* SEITENAUSZUG *
---------------

Haftet Inhaber eines Internetanschlusses für das Verhalten eines erwachsenen Familienangehörigen?

BGH, Urteil vom 8.1.2014 — Aktenzeichen: I-ZR 169/12 – BearShare

Leitsatz
Der BGH hat entschieden, dass der Inhaber eines Internetanschlusses für das Verhalten eines volljährigen Familienangehörigen nicht haftet, wenn er keine Anhaltspunkte dafür hatte, dass dieser den Internetanschluss für illegales Filesharing missbraucht.

Sachverhalt
Die Klägerinnen sind Tonträgerhersteller. Der Beklagte ist Inhaber eines Internetzuganges, in dessen Haushalt auch sein volljähriger Sohn lebt. Die Klägerinnen mahnten den Beklagten ab mit der Behauptung, dass über seinen Internetanschluss fast 4000 Musikaufnahmen, an denen sie Urheberrechtsschutz besäßen, in einer Internettauschbörse zum Herunterladen verfügbar gemacht worden seien. Der Beklagte weigert sich, die geltend gemachten Abmahnkosten zu zahlen. Die Klägerinnen nehmen den Beklagten auf Erstattung der Abmahnkosten in Anspruch. Der Beklagte macht geltend, dass sein bereits damals erwachsener Sohn die Dateien über den Internetanschluss zugänglich gemacht habe. Das Landgericht Köln hat der Klage stattgegeben, das Berufungsgericht zum weit überwiegenden Teil ebenso.

---------------

* DATENSÄTZE *
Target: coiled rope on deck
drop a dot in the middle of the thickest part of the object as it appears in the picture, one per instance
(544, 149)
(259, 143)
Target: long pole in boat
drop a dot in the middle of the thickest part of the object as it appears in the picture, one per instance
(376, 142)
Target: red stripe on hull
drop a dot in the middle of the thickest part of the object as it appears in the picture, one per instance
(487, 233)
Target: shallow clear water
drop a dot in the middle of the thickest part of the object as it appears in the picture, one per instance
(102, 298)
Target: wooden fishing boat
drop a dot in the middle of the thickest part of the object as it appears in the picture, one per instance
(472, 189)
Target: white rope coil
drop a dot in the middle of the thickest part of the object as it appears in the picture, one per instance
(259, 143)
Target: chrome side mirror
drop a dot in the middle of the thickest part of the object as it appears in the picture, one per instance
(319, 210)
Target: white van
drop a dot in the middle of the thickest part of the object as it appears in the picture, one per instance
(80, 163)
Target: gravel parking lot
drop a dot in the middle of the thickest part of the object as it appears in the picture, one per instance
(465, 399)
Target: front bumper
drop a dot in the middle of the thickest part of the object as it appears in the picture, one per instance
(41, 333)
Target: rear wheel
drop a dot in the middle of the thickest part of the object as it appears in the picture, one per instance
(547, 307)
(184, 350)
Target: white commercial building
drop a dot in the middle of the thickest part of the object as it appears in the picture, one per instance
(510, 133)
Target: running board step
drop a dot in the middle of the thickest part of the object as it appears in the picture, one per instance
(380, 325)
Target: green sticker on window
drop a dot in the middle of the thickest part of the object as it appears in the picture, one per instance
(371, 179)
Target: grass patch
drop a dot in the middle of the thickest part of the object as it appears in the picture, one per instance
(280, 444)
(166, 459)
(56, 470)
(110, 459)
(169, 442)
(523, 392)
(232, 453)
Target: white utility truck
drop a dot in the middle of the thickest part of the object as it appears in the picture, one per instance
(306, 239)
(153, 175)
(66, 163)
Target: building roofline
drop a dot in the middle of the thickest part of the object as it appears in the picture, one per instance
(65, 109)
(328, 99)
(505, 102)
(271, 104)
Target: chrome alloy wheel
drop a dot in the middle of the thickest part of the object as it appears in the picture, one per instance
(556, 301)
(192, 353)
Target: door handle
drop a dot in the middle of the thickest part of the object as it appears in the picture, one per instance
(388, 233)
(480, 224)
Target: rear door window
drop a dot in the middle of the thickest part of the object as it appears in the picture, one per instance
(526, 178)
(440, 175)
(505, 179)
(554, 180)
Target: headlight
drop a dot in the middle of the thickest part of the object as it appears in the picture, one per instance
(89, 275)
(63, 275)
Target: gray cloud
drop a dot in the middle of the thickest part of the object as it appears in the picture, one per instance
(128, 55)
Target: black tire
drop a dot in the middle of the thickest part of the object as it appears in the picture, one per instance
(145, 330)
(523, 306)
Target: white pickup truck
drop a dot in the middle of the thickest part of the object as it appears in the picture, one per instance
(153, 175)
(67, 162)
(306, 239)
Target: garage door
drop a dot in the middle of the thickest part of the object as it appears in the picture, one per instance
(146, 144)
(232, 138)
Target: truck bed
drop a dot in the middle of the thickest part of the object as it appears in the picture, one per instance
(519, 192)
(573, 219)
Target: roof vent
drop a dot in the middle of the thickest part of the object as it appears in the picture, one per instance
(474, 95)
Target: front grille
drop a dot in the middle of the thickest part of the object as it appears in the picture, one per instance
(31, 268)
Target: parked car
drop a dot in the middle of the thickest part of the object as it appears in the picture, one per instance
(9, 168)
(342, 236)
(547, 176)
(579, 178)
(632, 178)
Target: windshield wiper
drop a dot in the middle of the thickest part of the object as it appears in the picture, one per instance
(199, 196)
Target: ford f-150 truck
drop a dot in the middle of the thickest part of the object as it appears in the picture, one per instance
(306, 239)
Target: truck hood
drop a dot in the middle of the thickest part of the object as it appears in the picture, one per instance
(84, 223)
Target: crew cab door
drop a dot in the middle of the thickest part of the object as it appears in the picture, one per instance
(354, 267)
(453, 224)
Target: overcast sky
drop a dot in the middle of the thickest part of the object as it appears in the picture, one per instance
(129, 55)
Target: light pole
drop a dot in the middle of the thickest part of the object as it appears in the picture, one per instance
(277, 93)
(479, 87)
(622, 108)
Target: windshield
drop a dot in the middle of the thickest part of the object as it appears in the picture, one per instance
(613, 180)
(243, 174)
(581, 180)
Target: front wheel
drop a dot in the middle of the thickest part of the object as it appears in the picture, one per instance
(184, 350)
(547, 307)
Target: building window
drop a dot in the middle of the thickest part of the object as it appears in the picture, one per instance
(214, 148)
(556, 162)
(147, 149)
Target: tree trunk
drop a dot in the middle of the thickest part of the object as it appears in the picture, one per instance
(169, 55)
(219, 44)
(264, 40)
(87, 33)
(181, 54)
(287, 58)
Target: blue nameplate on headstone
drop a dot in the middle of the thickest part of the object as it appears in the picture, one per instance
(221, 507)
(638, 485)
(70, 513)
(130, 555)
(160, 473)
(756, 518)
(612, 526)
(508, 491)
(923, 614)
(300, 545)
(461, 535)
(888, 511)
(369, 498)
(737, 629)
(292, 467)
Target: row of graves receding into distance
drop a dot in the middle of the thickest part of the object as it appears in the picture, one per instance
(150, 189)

---------------

* ARBEITSANWEISUNG *
Setze den Seitenauszug über die Haftung des Inhabers eines Internetanschlusses im Anschluss an seinen letzten Satz fort.

* LÖSUNG *
Entscheidung
Der BGH hebt das Urteil des OLG Köln auf. Der BGH weist die Klage vollständig ab. Der BGH weist darauf hin, dass die Überlassung durch den Anschlussinhaber an volljährige Familienangehörige auf familiärer Verbundenheit beruhe und Volljährige für ihre Handlungen selbst verantwortlich seien. Gerade im Hinblick auf das besondere Vertrauensverhältnis zwischen Familienangehörigen und dem eigenverantwortlichen Erwachsenen darf der Anschlussinhaber dem Erwachsenen seinen Internetanschluss überlassen, ohne diesen belehren oder aber überwachen zu müssen. Erst wenn der Anschlussinhaber Anhaltspunkte habe für einen Missbrauch des Internetanschlusses, so müsse der Anschlussinhaber entsprechende zur Verhinderung von Rechtsverletzungen erforderliche Maßnahmen ergreifen.

Praxistipp
Die oben angeführte Entscheidung des BGH hat Bedeutung über den konkreten Fall hinaus. Dem Abgemahnten wird in Zukunft die Entscheidung des BGH eine Argumentationshilfe sein, sofern im Privathaushalt des Abgemahnten weitere Personen leben. Auch steht anzunehmen, dass die Rechtsprechung sich fortentwickeln wird im Hinblick auf das Alter des tatsächlich Handelnden. Als zwingende tatbestandliche Voraussetzung hat auch der BGH die Volljährigkeit des tatsächlich Handelnden nicht genommen. Insoweit ist anzunehmen, dass auch in Zukunft einerseits auf das familiäre Vertrauensverhältnis, andererseits auf die schlichte Einsichtsfähigkeit auch des noch nicht Volljährigen abzustellen sein wird.